Exercise instructions:
Reproduce the full set of records verbatim.

Working data below:

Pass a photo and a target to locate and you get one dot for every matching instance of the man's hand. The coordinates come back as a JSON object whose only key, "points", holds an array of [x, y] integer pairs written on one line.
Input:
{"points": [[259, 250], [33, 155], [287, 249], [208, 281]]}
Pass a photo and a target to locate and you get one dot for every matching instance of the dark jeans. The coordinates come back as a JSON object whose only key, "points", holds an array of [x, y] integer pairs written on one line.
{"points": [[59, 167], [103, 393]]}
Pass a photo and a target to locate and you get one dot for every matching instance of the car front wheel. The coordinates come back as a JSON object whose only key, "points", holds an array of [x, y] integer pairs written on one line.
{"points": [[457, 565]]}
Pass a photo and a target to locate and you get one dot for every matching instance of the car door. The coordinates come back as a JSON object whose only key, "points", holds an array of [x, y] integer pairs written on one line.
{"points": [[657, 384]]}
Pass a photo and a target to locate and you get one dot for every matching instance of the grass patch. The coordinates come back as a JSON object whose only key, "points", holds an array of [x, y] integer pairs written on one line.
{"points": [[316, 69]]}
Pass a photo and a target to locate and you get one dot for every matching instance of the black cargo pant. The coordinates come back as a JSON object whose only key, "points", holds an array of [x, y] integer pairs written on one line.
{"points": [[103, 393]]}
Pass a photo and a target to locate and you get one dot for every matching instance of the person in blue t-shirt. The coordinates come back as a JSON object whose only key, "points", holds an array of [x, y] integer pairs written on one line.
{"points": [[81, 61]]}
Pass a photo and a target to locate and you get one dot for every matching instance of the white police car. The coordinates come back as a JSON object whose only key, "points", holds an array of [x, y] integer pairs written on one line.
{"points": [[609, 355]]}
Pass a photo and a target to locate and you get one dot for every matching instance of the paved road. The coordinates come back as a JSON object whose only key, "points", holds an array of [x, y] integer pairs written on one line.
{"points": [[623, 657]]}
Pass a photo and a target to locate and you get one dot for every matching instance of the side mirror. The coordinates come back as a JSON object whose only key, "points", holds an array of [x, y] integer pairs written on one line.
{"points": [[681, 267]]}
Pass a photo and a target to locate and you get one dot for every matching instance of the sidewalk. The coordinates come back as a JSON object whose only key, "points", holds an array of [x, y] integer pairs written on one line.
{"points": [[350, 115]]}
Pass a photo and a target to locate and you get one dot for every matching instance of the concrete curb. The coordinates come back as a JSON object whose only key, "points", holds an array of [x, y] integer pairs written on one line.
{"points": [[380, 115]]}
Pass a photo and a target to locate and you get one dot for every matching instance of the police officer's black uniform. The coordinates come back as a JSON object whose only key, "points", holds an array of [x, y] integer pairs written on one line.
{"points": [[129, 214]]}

End of Working data.

Written solution:
Pass a photo and a target to locate and you get one dot for every matching instance of the man's hand. The coordinates come back as a JSON object whose only key, "points", holds an array of [x, y] integer pairs written on one line.
Input:
{"points": [[259, 250], [33, 155], [287, 249], [208, 281]]}
Pass a photo and a target to locate and you get one dot for every matching instance of the dark jeans. The coordinates come back as a JSON object whose only key, "points", holds an array of [x, y] integer pairs written on one line.
{"points": [[59, 167], [103, 393]]}
Pass a photo and a target to locate and you get one dot for every matching instance of the car front wheel. The coordinates come back as a JSON object whose only key, "points", holds an array of [x, y] integer pairs written on one line.
{"points": [[457, 565]]}
Pass a photo and a target to locate and you get one dot for every matching instance of the car door. The coordinates come back as a JSON object whose only key, "points", holds an array of [x, y] integer pairs written on one line.
{"points": [[657, 384]]}
Pass a photo and a target to locate and you get one dot for every matching instance of the grass patch. The coordinates come back as a JSON object whose only key, "points", holds an array of [x, y] integer pairs written on one line.
{"points": [[316, 69]]}
Pass a photo and a target to locate and you get one dot for every matching instance of the black cargo pant. The coordinates come back as a JSON object whose only key, "points", holds an array of [x, y] integer pairs written on one line.
{"points": [[103, 393]]}
Pass a photo and a target to locate and you get one dot for every matching instance of the person in blue t-shirt. The coordinates come back as a JSON object whose only key, "points", holds an array of [x, y] integer pairs written on one line.
{"points": [[81, 61]]}
Pass a photo and a target to locate and you get one dot for every matching instance of the white police car. The coordinates come back as a JSON object whose only key, "points", holds an array of [x, y] integer pairs written on one line.
{"points": [[609, 355]]}
Pass a photo and a target to locate and you get one dot for every matching instance of the paved road. The coordinates come back as a JSON object whose only key, "points", holds an array of [x, y] integer pairs written on one line.
{"points": [[623, 657]]}
Pass a photo and a target to locate and you get one dot for every matching instance of the side mirror. The coordinates come back as a JSON object whose only key, "points", holds an array of [x, y] integer pairs written on one line.
{"points": [[681, 267]]}
Pass a photo and a target to locate and you get one dot for every matching instance of the sidewalk. The coordinates come back as a JSON object whose only key, "points", holds an array of [x, y] integer pairs written on one line.
{"points": [[350, 115]]}
Pass a photo and a target to locate and you get one dot for every matching instance of the concrete curb. The coordinates come back as a JSON object whose only key, "points", holds an array of [x, y] integer pairs written on one line.
{"points": [[380, 115]]}
Pass a photo and a target to locate and you get one dot for every matching instance of the police officer's black uniform. The coordinates come back as a JSON object whose only key, "points", holds an array of [x, y] integer pairs written on one line.
{"points": [[129, 214]]}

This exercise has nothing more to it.